> **AIM**
Print all of the material below line for line, without changing anything.

Excerpts from point annotation data

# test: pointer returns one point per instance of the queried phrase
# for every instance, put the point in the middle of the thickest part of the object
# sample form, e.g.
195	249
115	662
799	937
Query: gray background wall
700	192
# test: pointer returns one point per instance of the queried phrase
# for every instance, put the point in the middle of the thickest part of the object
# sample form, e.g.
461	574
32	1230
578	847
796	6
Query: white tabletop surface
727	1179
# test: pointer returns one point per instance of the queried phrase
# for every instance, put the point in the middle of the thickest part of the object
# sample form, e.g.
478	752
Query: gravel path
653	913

> **WRITTEN SOLUTION**
# test: pointer returns one point per instance of the queried phrase
# for every instance, put the point in the middle of the thickest part of the object
# sample form, e.g.
195	249
115	662
799	937
Query: gray background wall
700	192
# test: pointer returns one point per instance of the queried phrase
# for every instance, put the point in the middle of the thickest part of the object
# sample form, e.g.
461	574
32	1230
578	847
796	6
Query: white tabletop surface
727	1179
# test: pointer returns one point per instance of the queried phrase
# for every instance, put the point in the middle of the thickest part of the object
# sample form, e.g.
478	752
Query: gravel path
653	913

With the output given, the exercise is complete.